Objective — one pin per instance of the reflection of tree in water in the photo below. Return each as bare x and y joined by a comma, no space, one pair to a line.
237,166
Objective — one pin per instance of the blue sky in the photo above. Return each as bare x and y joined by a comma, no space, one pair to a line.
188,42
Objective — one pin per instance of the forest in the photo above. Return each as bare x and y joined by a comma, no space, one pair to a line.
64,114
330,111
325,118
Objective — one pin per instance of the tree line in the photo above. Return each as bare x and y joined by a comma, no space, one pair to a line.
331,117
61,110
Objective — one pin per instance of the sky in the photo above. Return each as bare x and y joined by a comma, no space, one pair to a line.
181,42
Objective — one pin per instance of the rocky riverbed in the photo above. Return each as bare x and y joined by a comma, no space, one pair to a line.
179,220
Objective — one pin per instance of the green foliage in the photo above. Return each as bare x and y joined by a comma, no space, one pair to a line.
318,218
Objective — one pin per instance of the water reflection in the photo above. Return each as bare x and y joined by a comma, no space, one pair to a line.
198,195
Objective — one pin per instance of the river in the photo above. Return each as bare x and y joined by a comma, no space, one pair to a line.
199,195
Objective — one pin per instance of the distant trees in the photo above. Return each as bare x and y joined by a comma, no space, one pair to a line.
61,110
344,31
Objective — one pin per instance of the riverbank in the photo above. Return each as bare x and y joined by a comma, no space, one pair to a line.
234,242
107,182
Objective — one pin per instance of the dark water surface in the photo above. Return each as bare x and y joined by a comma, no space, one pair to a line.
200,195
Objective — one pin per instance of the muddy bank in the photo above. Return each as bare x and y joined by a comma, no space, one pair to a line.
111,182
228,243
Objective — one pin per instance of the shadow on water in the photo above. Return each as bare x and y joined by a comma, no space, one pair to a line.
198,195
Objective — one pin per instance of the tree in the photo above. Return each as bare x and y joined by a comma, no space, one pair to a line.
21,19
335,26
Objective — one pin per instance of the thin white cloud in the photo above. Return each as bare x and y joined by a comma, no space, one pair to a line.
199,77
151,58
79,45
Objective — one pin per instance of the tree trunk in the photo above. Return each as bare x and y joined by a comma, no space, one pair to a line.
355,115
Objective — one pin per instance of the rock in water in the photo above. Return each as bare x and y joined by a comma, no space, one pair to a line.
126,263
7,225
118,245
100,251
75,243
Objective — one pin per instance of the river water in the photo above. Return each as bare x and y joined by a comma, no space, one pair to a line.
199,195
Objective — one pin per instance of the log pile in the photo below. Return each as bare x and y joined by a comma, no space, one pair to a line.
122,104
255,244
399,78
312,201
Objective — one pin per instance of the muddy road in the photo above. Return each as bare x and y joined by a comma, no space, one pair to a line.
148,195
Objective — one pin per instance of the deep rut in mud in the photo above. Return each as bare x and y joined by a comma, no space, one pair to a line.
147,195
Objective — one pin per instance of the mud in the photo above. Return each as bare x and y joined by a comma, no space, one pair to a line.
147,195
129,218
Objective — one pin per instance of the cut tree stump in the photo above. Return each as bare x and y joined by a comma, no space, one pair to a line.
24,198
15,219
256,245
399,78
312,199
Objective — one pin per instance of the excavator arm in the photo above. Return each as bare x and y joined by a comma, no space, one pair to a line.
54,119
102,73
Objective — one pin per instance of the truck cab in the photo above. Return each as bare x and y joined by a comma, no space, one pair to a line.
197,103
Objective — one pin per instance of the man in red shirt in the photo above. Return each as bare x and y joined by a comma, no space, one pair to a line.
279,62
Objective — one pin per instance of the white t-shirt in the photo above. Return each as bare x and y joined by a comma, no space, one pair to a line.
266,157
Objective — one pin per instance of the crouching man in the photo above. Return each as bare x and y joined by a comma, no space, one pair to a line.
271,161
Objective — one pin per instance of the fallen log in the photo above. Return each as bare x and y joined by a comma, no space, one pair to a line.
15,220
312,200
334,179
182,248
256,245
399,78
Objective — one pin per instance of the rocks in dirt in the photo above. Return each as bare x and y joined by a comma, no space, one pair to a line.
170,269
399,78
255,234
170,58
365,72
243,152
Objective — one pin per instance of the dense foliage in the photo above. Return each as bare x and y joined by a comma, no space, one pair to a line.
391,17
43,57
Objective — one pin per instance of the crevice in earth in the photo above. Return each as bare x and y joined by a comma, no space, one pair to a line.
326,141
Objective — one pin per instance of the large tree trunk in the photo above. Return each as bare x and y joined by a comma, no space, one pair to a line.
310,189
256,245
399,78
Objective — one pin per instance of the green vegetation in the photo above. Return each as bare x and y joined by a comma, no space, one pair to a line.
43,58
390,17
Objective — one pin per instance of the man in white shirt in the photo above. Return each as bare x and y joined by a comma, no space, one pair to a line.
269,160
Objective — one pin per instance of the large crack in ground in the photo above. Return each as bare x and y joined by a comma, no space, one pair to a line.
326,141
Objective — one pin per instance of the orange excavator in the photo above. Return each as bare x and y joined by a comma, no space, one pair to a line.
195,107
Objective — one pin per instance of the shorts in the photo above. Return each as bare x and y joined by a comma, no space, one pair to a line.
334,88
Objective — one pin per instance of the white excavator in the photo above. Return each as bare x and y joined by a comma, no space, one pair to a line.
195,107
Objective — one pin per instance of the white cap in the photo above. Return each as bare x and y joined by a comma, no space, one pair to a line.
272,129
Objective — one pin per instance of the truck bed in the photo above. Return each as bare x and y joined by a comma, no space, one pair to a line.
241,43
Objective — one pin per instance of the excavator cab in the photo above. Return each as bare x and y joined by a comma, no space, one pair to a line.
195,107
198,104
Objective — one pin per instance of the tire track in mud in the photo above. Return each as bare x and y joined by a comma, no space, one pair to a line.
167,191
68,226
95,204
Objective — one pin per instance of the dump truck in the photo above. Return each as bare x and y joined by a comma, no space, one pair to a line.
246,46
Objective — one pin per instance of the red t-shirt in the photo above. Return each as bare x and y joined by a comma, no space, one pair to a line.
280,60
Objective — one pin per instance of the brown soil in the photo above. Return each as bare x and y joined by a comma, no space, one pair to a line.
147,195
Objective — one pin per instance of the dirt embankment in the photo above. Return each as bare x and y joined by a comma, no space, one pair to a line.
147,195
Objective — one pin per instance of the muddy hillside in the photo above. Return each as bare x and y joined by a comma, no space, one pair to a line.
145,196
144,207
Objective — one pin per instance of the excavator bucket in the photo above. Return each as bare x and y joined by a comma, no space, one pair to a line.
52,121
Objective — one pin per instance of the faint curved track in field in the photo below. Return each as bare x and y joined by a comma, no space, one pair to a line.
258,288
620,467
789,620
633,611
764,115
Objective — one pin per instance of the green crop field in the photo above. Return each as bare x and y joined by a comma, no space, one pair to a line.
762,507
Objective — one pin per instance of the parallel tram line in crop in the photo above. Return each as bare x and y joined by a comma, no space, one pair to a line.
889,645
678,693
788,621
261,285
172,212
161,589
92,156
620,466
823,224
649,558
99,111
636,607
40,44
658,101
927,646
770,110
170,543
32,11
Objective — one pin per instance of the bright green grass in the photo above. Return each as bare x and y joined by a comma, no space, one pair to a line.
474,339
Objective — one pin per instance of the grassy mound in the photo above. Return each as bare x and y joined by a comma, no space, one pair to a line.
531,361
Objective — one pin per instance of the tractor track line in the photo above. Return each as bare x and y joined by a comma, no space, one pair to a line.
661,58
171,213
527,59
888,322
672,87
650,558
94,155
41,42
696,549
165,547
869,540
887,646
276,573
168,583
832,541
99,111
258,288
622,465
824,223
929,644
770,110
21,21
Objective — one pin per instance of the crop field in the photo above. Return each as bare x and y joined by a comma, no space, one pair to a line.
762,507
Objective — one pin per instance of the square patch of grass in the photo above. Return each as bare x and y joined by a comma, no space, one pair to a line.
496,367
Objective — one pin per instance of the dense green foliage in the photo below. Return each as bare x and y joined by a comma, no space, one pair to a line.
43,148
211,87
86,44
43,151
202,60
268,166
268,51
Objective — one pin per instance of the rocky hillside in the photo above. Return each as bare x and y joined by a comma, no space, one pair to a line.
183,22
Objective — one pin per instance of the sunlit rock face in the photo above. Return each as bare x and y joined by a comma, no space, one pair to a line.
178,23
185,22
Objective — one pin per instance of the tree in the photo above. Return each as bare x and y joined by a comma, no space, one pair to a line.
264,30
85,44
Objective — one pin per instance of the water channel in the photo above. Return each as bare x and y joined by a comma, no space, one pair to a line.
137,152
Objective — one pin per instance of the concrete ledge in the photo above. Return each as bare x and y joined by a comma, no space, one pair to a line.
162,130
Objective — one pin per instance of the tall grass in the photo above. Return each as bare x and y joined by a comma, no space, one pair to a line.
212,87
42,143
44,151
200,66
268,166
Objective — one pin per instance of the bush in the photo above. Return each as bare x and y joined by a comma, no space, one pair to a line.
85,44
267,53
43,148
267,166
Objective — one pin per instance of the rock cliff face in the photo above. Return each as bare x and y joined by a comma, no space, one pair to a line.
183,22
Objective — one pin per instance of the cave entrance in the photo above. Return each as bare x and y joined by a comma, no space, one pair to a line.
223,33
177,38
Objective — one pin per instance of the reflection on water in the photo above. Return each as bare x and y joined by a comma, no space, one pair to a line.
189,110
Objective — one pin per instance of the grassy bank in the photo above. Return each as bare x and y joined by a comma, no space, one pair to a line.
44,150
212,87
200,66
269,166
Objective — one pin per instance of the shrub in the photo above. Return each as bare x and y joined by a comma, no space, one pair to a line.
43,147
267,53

===

WHAT THE TASK REQUIRES:
Write out only what runs from the line holding "Objective — one pin per instance of the concrete" through the last line of the records, exactly as shown.

COMPLETE RESPONSE:
Objective — one pin per instance of the concrete ledge in the photo above. Return each as bare x and y joined by a comma, no space, one pair to a line.
162,130
Objective — one pin per instance of the tall grass in the photo above. Return each as bare x and y joined by a comma, no space, one pair to a line.
212,87
42,143
44,151
200,66
268,166
Objective — one pin per instance of the bush in the photo above. Return each as bare x and y joined by a comma, no space, one pair to a line.
85,44
267,53
43,148
267,166
Objective — one pin per instance of the rock cliff face in the photo above. Return each as bare x and y joined by a comma, no space, one pair to a line.
183,22
Objective — one pin per instance of the cave entrance in the photo above. Return each as bare x and y joined by a comma, no space, one pair to a line.
223,33
177,38
Objective — one pin per instance of the reflection on water in the photo above. Return each as bare x and y joined by a comma, no space, one pair to a line.
189,110
Objective — one pin per instance of the grassy bank in the photo above. Return each as bare x and y joined by a comma, no space, one pair to a line.
44,150
212,87
200,66
269,166
Objective — one pin per instance of the shrub in the photo above. Return each as bare x and y joined by a comma, no space, one pair to a line.
43,147
267,53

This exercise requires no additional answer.